# REQUIRED WORK:
Return every line of the records below that contains the string "tree", copying each one unchanged.

# EXTRACTED MATERIAL:
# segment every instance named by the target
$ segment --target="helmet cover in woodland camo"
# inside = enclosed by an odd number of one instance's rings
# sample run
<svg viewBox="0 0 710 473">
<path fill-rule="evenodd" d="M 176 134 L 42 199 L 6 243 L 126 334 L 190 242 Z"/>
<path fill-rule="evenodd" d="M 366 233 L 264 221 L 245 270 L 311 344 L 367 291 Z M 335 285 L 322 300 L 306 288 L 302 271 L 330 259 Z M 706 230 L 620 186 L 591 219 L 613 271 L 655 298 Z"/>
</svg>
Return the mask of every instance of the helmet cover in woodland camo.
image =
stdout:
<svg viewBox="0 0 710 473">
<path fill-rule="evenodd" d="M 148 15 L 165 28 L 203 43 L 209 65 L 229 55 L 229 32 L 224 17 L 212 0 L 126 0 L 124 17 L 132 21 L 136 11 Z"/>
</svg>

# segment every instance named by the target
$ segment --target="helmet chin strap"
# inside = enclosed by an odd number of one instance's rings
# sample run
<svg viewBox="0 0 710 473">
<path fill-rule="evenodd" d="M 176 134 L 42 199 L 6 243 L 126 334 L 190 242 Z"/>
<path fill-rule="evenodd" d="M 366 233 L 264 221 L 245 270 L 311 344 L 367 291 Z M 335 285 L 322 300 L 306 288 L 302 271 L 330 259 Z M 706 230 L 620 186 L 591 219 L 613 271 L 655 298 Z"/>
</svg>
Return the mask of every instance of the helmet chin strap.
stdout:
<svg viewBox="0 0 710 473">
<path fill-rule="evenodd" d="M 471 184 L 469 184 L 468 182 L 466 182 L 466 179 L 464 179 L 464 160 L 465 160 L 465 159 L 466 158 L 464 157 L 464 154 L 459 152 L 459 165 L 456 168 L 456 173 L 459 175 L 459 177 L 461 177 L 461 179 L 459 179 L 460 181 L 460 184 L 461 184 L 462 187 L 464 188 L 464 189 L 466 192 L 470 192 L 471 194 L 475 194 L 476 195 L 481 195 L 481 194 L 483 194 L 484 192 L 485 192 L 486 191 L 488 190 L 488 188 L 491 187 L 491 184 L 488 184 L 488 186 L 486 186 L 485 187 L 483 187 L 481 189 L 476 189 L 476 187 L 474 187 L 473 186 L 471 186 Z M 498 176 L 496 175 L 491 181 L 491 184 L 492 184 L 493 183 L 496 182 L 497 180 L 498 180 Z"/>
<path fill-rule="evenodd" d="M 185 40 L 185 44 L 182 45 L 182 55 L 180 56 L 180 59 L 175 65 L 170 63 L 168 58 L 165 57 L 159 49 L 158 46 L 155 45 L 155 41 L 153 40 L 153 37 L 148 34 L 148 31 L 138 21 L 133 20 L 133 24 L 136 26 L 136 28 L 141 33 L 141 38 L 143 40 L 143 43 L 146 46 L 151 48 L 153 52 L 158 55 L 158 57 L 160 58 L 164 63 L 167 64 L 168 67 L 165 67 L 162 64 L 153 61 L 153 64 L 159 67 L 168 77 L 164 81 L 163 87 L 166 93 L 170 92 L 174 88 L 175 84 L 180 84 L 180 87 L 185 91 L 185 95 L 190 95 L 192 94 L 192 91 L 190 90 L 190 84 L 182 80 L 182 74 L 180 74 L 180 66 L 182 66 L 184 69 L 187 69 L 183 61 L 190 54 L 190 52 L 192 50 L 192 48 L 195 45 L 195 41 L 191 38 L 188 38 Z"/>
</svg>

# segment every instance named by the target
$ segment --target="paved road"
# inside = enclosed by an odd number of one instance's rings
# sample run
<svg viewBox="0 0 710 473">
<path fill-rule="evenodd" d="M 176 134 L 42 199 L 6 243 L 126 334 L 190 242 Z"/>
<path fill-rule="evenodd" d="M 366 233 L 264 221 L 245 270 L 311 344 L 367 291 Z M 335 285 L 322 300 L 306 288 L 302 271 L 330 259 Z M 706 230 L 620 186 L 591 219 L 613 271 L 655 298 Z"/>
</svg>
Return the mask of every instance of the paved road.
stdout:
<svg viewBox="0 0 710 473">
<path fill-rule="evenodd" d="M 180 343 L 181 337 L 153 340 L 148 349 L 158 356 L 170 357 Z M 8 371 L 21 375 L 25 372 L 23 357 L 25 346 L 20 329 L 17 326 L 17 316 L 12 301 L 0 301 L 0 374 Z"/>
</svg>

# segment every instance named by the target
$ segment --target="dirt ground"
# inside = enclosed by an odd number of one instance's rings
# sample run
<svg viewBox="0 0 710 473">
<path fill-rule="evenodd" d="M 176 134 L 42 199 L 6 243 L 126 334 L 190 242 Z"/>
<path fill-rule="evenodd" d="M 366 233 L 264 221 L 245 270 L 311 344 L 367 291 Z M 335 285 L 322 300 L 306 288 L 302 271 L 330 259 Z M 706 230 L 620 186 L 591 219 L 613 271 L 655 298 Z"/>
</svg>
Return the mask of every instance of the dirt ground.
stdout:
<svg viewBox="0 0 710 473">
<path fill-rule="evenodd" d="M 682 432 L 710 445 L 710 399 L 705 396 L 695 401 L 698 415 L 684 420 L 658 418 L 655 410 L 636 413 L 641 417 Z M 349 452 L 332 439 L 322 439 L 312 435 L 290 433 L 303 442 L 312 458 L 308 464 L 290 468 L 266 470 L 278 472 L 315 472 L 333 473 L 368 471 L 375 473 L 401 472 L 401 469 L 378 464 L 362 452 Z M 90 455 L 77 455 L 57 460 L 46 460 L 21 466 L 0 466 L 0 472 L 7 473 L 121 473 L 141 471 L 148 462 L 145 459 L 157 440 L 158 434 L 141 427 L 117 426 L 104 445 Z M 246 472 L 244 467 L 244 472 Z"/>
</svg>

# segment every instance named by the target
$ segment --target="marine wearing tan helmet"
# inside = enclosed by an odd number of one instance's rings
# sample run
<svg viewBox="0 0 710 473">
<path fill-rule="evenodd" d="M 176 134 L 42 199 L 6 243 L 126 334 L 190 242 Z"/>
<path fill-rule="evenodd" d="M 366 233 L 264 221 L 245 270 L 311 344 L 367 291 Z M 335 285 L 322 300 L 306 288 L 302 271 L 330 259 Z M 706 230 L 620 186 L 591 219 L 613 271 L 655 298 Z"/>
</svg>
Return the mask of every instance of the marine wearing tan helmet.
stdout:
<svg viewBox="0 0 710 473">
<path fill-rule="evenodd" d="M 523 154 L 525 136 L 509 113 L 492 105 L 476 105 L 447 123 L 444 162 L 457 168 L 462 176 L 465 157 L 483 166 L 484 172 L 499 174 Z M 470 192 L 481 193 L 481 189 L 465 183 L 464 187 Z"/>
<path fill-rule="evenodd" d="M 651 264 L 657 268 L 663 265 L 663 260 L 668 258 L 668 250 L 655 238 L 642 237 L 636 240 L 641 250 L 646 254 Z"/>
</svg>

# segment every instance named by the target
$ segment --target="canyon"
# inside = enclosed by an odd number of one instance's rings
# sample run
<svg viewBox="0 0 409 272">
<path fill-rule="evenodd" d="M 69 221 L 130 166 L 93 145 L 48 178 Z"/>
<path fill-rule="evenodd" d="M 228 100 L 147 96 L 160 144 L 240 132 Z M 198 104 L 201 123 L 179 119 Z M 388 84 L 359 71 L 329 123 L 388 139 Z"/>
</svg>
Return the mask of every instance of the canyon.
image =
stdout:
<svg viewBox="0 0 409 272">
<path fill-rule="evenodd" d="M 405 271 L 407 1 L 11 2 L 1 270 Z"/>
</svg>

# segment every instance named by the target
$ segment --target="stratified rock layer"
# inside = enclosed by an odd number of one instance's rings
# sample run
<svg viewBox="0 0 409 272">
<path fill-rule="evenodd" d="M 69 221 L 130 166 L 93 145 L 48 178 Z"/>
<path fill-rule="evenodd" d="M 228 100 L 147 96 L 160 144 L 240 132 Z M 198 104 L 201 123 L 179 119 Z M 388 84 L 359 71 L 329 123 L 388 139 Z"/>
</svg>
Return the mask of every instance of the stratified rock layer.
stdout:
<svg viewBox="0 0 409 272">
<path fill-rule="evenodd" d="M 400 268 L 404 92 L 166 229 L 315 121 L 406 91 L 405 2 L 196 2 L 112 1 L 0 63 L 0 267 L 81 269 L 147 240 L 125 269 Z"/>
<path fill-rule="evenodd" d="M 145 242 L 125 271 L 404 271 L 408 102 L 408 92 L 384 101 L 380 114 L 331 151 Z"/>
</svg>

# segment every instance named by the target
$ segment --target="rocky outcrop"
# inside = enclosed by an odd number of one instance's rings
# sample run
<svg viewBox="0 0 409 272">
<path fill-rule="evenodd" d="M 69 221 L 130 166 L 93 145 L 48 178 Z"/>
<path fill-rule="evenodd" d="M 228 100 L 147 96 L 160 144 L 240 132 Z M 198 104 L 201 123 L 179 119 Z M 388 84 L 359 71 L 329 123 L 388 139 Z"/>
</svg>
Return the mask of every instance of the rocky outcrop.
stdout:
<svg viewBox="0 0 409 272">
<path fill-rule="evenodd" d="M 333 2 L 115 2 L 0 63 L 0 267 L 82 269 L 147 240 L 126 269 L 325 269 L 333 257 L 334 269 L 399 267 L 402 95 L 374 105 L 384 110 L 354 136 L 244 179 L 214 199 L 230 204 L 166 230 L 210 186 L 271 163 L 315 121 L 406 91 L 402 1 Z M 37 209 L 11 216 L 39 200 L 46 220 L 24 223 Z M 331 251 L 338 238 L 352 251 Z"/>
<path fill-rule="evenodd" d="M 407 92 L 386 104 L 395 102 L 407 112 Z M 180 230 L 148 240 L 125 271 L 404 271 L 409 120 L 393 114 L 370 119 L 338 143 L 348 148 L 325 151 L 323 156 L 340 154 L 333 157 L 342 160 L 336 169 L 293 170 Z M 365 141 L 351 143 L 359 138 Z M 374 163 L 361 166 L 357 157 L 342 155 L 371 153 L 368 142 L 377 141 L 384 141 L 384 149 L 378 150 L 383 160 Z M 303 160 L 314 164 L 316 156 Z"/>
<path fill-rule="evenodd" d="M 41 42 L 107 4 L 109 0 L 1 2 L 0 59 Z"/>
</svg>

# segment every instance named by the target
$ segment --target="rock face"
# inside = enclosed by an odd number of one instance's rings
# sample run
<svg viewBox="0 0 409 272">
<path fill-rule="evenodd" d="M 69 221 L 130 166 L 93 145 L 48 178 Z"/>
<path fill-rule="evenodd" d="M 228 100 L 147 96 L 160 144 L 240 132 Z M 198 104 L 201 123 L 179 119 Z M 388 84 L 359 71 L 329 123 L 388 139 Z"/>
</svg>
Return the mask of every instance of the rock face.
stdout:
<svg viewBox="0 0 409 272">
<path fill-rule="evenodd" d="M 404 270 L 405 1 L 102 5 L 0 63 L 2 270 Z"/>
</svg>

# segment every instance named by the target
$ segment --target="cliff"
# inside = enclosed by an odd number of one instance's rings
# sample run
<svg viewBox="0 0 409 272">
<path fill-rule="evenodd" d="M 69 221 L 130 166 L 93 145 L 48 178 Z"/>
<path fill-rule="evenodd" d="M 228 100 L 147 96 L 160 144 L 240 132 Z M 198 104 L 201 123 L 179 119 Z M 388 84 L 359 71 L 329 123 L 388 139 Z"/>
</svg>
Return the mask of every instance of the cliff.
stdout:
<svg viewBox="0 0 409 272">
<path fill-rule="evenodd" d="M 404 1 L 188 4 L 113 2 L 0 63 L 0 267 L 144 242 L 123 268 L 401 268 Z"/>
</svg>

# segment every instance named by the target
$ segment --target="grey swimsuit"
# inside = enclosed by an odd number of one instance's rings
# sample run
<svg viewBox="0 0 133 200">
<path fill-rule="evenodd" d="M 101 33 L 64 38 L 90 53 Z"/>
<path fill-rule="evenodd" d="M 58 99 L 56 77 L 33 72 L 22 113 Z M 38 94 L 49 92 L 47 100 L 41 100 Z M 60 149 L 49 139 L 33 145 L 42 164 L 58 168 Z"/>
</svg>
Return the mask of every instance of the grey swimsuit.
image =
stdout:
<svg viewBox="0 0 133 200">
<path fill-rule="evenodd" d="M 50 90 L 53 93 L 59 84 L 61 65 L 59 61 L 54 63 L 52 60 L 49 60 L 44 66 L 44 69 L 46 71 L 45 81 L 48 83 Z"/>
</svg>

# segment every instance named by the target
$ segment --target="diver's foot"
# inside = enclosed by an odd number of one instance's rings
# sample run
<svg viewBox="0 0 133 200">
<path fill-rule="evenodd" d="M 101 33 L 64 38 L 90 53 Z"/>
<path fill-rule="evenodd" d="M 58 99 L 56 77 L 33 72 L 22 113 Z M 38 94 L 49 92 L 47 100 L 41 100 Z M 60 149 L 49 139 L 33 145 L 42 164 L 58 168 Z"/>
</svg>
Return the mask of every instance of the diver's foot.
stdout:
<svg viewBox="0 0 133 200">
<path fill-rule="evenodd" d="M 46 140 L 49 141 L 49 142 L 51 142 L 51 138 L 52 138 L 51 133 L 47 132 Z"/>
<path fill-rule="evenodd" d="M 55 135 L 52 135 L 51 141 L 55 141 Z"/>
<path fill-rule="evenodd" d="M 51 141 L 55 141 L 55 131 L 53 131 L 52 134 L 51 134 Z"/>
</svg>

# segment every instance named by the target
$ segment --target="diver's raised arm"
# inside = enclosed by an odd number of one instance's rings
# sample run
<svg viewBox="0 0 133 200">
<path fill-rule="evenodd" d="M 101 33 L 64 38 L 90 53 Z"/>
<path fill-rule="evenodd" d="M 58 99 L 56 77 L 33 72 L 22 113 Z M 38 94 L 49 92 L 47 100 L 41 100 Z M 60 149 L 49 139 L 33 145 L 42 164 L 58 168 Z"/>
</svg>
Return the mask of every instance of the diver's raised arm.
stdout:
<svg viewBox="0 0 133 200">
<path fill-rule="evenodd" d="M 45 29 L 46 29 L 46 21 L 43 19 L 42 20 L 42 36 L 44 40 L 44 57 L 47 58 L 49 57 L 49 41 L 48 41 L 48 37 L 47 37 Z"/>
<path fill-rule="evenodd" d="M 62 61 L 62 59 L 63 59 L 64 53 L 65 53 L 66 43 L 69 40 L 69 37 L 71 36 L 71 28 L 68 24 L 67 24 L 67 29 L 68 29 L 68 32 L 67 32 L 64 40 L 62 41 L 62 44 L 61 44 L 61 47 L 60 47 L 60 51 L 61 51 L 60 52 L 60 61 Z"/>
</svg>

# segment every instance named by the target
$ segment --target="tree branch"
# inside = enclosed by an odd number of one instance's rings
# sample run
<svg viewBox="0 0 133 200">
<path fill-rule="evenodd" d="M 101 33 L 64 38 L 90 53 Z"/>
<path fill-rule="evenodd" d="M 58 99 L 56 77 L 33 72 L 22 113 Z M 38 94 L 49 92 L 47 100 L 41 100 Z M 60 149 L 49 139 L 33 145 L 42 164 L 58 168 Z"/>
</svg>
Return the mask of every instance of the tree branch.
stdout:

# REPLY TO THE EXERCISE:
$ segment --target="tree branch"
Return the mask of every instance of the tree branch.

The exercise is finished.